** begin SUPPLIED RECORDS **

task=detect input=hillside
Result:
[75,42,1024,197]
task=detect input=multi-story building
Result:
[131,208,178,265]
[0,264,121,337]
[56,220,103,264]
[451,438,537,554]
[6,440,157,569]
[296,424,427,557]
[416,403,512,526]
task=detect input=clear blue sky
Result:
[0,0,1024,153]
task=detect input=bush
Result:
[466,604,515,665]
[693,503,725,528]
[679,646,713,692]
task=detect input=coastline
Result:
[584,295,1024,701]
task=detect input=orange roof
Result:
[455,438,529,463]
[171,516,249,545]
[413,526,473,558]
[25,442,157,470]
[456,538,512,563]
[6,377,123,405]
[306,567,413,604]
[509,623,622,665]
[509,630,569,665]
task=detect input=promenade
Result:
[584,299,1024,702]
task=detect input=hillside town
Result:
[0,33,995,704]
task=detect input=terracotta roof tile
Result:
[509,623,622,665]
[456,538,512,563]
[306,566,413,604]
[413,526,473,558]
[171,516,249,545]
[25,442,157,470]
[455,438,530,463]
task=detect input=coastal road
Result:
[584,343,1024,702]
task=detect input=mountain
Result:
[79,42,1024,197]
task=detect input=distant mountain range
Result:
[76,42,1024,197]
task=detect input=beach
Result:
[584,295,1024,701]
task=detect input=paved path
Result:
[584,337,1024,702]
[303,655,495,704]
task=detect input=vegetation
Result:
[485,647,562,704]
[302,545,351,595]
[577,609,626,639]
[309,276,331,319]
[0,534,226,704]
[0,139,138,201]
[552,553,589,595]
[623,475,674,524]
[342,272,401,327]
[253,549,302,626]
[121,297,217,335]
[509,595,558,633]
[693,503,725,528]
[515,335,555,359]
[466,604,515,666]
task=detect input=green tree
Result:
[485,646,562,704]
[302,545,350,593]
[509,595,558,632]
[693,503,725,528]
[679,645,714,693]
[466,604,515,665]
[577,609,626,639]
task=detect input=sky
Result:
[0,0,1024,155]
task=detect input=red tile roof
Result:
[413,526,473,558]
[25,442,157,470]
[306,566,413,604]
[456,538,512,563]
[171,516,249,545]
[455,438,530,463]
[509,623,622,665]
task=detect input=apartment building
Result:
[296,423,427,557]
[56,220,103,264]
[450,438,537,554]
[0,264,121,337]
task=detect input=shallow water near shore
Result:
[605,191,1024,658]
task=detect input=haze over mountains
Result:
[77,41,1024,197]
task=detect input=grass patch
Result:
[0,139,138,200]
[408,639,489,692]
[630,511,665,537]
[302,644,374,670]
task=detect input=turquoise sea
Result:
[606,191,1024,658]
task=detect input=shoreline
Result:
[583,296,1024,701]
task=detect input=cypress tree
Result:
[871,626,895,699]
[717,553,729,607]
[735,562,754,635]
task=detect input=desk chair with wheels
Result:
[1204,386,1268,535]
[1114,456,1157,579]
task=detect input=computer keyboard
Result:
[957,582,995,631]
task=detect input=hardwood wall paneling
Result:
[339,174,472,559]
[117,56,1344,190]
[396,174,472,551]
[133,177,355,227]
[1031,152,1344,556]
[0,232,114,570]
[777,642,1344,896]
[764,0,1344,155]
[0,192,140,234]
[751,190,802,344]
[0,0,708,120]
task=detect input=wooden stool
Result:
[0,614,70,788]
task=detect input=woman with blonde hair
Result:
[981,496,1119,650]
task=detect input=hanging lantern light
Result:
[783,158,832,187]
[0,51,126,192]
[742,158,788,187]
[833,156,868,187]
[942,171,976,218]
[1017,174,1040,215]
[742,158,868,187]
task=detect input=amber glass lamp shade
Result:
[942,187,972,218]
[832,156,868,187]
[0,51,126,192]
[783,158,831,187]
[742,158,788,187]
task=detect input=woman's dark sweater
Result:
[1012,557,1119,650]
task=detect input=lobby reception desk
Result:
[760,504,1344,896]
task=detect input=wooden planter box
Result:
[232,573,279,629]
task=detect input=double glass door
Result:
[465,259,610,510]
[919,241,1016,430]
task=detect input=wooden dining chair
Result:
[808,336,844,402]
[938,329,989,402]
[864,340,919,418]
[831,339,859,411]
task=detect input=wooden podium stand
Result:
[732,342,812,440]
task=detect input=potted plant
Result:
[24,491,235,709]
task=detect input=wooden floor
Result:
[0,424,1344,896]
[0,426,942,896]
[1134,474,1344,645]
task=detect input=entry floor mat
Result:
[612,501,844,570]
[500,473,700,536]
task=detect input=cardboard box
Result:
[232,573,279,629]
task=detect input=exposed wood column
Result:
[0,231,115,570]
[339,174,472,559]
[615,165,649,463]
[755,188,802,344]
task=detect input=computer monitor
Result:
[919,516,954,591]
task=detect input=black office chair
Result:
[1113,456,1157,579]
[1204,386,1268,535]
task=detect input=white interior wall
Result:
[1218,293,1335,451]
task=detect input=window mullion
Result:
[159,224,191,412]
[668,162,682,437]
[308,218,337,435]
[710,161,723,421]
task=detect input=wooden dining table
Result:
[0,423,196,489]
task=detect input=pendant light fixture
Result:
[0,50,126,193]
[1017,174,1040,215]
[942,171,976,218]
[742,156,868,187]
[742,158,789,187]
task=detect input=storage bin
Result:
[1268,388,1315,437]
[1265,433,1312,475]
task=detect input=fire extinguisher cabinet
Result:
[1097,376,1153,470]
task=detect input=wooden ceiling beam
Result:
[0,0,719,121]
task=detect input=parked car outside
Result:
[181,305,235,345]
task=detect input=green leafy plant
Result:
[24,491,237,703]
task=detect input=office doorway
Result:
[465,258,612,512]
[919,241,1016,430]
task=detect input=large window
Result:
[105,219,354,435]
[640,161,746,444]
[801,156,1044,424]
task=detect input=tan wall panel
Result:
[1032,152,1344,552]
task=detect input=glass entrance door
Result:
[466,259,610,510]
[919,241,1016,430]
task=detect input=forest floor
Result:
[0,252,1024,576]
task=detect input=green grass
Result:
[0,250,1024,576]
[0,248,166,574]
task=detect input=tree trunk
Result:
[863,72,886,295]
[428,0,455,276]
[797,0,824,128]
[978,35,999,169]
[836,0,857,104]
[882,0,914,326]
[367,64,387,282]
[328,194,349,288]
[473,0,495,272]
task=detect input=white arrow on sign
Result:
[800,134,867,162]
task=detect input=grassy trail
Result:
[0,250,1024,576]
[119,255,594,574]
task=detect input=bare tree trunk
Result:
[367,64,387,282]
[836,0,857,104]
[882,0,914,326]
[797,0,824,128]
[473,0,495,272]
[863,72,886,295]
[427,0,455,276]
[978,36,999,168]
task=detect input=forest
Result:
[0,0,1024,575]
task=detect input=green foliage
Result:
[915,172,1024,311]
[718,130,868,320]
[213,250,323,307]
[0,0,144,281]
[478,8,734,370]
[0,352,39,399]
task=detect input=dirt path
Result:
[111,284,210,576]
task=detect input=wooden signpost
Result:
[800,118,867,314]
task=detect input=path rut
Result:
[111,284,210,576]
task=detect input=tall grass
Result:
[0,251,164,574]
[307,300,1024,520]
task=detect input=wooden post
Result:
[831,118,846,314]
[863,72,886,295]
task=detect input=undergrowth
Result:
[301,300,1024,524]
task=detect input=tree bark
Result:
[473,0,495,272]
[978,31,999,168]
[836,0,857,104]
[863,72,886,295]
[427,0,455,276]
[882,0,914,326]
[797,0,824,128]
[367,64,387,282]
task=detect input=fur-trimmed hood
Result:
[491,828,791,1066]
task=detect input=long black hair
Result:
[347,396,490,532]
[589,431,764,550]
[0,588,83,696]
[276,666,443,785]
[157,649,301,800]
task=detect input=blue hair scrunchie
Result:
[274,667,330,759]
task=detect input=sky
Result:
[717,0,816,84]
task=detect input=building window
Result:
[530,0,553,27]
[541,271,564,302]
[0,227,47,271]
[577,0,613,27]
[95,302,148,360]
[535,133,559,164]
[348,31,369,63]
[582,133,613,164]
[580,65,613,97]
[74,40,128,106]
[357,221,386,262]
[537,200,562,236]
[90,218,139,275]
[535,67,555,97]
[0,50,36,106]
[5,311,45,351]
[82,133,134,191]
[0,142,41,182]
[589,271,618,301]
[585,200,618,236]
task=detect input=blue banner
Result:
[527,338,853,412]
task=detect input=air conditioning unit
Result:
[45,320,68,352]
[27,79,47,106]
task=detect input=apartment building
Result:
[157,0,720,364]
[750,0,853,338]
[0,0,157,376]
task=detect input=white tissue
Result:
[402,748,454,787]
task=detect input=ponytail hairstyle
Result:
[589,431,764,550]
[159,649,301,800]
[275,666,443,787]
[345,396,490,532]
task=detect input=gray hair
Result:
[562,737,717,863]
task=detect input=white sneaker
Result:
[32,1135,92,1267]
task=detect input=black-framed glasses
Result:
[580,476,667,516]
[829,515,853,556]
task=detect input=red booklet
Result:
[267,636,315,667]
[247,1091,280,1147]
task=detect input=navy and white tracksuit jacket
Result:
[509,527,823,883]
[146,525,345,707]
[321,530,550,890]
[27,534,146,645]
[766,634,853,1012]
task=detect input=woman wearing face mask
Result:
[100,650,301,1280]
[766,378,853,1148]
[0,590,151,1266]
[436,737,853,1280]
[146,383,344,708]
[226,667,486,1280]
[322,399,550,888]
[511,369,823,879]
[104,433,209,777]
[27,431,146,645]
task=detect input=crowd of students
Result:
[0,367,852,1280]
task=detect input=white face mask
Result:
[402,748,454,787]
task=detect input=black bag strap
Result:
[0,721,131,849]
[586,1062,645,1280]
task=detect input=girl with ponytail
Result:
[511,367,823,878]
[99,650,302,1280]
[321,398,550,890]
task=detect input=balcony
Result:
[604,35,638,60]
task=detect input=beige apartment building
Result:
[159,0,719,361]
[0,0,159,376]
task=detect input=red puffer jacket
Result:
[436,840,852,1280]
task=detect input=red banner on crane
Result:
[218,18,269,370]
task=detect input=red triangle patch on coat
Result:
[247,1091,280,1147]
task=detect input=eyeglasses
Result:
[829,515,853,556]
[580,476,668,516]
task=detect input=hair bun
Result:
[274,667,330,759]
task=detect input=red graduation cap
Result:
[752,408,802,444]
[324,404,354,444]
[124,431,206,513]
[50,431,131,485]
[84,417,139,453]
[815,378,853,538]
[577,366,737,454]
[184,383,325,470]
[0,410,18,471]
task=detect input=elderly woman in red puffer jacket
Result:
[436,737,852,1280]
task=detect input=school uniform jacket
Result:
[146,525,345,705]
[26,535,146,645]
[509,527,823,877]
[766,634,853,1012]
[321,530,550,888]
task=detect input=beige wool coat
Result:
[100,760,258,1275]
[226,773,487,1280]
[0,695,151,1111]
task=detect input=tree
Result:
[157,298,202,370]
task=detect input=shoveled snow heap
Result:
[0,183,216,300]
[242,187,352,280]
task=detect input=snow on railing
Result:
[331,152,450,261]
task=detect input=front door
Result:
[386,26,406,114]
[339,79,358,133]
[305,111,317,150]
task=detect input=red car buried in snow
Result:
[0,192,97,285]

** end SUPPLIED RECORDS **

SHORT EXERCISE - Rewrite the data between the lines holding "task=detect input=exposed wood column" and "[742,158,789,187]", inclusive, with "black office chair" swapped for "black desk chair" and nothing else altered.

EXERCISE ANSWER -
task=detect input=exposed wood column
Result:
[0,231,115,570]
[339,174,472,559]
[615,165,649,463]
[755,188,802,344]
task=detect input=computer monitor
Result:
[919,516,954,591]
task=detect input=black desk chair
Result:
[1113,456,1157,579]
[1204,386,1268,535]
task=detect input=white interior wall
Result:
[1218,293,1335,451]
task=detect input=window mullion
Result:
[159,224,191,412]
[668,162,682,437]
[308,218,337,435]
[710,161,723,421]
task=detect input=wooden dining table
Result:
[0,423,196,489]
task=detect input=pendant light fixture
Result:
[0,50,126,193]
[1017,174,1040,215]
[942,171,976,218]
[742,156,868,187]
[742,158,789,187]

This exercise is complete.